The entries below are to be written out again without alteration.

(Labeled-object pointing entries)
* * *

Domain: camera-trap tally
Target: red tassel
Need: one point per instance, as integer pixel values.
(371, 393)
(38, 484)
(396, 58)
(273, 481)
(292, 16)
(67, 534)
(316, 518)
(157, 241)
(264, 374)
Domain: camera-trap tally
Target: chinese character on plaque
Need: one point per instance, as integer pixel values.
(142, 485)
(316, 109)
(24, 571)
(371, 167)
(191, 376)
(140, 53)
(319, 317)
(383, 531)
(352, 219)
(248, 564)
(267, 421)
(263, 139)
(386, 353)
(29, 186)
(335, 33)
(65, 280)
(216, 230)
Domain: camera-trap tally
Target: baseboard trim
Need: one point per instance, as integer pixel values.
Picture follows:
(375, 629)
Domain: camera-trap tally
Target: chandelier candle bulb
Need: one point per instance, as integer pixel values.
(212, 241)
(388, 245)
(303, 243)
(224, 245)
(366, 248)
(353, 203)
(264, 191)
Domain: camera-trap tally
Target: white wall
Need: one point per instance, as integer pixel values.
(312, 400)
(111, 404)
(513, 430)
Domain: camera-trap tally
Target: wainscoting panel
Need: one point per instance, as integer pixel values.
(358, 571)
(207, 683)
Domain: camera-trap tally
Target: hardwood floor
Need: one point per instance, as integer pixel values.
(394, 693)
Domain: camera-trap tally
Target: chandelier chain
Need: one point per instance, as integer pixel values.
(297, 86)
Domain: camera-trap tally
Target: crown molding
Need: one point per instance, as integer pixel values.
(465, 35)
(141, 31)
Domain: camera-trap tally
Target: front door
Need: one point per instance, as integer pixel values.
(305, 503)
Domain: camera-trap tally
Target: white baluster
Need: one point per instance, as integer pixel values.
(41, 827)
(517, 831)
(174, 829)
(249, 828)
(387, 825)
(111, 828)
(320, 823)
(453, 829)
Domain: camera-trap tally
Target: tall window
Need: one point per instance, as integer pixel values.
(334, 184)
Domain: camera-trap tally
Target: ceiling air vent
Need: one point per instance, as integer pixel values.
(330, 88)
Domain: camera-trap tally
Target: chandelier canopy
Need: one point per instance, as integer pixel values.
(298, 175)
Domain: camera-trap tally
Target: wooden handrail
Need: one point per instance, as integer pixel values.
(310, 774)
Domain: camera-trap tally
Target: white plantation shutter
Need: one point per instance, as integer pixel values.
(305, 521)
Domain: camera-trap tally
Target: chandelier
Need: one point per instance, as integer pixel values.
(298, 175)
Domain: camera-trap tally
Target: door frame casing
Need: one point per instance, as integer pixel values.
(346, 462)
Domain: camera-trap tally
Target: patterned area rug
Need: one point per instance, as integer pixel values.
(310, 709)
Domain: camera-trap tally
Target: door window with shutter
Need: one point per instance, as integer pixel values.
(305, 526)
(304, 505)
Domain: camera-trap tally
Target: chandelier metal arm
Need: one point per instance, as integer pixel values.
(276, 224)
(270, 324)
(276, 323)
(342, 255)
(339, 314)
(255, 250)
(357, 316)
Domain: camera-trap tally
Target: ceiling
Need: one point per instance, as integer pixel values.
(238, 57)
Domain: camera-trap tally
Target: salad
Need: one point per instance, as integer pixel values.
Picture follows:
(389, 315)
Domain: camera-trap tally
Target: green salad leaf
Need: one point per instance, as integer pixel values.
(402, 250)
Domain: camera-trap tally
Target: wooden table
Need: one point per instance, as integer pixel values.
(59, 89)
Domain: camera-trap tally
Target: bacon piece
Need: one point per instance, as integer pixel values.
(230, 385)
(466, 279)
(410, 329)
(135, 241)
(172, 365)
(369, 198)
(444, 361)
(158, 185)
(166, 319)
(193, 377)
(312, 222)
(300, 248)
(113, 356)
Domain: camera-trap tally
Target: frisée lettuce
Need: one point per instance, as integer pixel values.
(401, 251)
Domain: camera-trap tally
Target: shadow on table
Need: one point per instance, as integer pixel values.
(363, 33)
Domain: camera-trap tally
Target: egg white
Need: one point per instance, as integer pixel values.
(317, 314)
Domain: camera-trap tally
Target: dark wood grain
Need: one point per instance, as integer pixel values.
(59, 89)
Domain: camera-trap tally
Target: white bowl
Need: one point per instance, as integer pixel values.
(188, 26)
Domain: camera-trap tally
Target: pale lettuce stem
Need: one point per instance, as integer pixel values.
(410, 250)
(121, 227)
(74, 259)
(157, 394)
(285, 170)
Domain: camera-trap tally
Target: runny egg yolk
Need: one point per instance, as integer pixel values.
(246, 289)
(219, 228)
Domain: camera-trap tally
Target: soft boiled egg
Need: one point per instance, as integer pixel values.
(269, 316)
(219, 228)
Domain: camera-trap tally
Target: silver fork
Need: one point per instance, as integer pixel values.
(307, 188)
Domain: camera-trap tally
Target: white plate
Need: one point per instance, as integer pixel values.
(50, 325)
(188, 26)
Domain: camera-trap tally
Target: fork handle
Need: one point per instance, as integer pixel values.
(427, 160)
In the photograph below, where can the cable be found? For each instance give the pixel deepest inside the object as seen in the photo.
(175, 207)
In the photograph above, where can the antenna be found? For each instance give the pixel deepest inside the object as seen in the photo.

* * *

__Answer to this task__.
Domain: camera-trap tally
Target: red tassel
Need: one point per instance, as integer pixel values.
(371, 393)
(38, 484)
(396, 58)
(273, 481)
(292, 16)
(67, 534)
(316, 518)
(157, 241)
(264, 374)
Domain: camera-trap tally
Target: chinese character on plaque
Need: one point per instance, as integer pixel values.
(142, 485)
(316, 109)
(24, 571)
(371, 167)
(191, 376)
(140, 53)
(319, 317)
(383, 531)
(352, 219)
(248, 564)
(267, 421)
(263, 139)
(386, 353)
(29, 186)
(335, 33)
(65, 280)
(216, 230)
Domain: camera-trap tally
Target: baseboard trim
Need: one point per instance, as integer pixel values.
Picture follows:
(375, 629)
Domain: camera-trap tally
Target: chandelier candle bulb
Need: one point per instance, as integer pixel values.
(212, 241)
(388, 245)
(303, 243)
(224, 245)
(366, 248)
(353, 203)
(264, 191)
Domain: camera-trap tally
Target: white wall
Need: one point per instance, as integer pixel values.
(312, 400)
(111, 404)
(513, 430)
Domain: camera-trap tally
Target: wainscoting panel
Need: one point per instance, as integer pixel values.
(358, 571)
(207, 683)
Domain: camera-trap tally
Target: hardwood floor
Need: one point per instance, as integer pixel values.
(394, 693)
Domain: camera-trap tally
Target: chandelier chain
Need: one point per instance, as integer pixel values.
(297, 86)
Domain: camera-trap tally
Target: crown molding
Need: one point per instance, as integer pixel values.
(465, 35)
(141, 31)
Domain: camera-trap tally
Target: front door
Need: one point per instance, as integer pixel values.
(305, 503)
Domain: camera-trap tally
Target: white baluster
Need: one point per instance, as integer pixel values.
(41, 827)
(517, 831)
(174, 829)
(249, 828)
(387, 825)
(111, 828)
(320, 823)
(453, 829)
Domain: camera-trap tally
Target: tall window
Need: one point per instance, as integer pixel values.
(334, 184)
Domain: camera-trap tally
Target: ceiling air vent
Need: one point per instance, as integer pixel values.
(330, 88)
Domain: camera-trap tally
Target: chandelier canopy
Need: one point per instance, as integer pixel values.
(298, 175)
Domain: camera-trap tally
Target: wooden handrail
Need: one point per instance, as integer pixel values.
(310, 774)
Domain: camera-trap tally
Target: white plantation shutter
Need: one point per instance, as integer pixel values.
(305, 521)
Domain: camera-trap tally
Target: chandelier
Need: one point per instance, as integer pixel values.
(298, 175)
Domain: camera-trap tally
Target: door frame casing
Need: one point per instance, as integer pixel values.
(346, 462)
Domain: camera-trap tally
Target: patterned area rug
Need: one point per instance, as integer pixel values.
(310, 709)
Domain: camera-trap tally
Target: door window with shutter
Need: one point per instance, as integer pixel values.
(305, 526)
(304, 505)
Domain: camera-trap tally
Target: chandelier metal arm
Need: one point per instance, as integer pixel values.
(276, 224)
(270, 324)
(276, 323)
(342, 255)
(339, 314)
(255, 250)
(357, 316)
Domain: camera-trap tally
Target: ceiling
Need: one point per instance, as integer pixel values.
(238, 57)
Domain: camera-trap tally
Target: salad
Need: one point per instance, as integer pixel values.
Picture follows:
(389, 315)
Domain: camera-trap tally
Target: green salad leaf
Need: one point per instance, as integer pixel values.
(402, 250)
Domain: camera-trap tally
Target: wooden table
Need: one point per instance, as integer pixel values.
(59, 89)
Domain: camera-trap tally
Target: bacon piece
Need: one point per instance, as integer pixel values.
(230, 385)
(466, 279)
(410, 329)
(135, 241)
(172, 365)
(369, 198)
(444, 361)
(158, 185)
(166, 319)
(193, 377)
(312, 222)
(300, 248)
(113, 356)
Domain: camera-trap tally
Target: frisée lettuce
Need: one point per instance, as integer pixel values.
(401, 251)
Domain: camera-trap tally
Target: shadow on table
Need: one point per instance, as integer pixel values.
(363, 33)
Domain: camera-trap tally
Target: egg white
Need: one point per instance, as integer pixel values.
(317, 314)
Domain: camera-trap tally
Target: dark wood grain
Need: one point per instance, as integer pixel values.
(59, 89)
Domain: camera-trap tally
Target: white bowl
Need: one point per instance, as integer pixel values.
(188, 26)
Domain: camera-trap tally
Target: pale lettuce stem
Need: one point per instance, as integer pixel values.
(410, 250)
(121, 227)
(74, 259)
(157, 394)
(285, 170)
Domain: camera-trap tally
Target: runny egg yolk
Need: one point per instance, as integer pixel values.
(246, 289)
(219, 228)
Domain: camera-trap tally
Target: soft boiled egg
Need: one point per instance, as integer pixel values.
(269, 316)
(219, 228)
Domain: camera-trap tally
Target: silver fork
Need: one point per instance, as integer pixel values.
(307, 188)
Domain: camera-trap tally
Target: white plate
Need: one point per instance, as integer pixel values.
(50, 325)
(188, 26)
Domain: camera-trap tally
Target: fork handle
Need: one point per instance, as integer pixel values.
(427, 160)
In the photograph below, where can the cable be found? For each instance give the pixel deepest inside the object as seen in the photo.
(175, 207)
In the photograph above, where can the antenna be found? For each instance give the pixel deepest inside the object as seen in the photo.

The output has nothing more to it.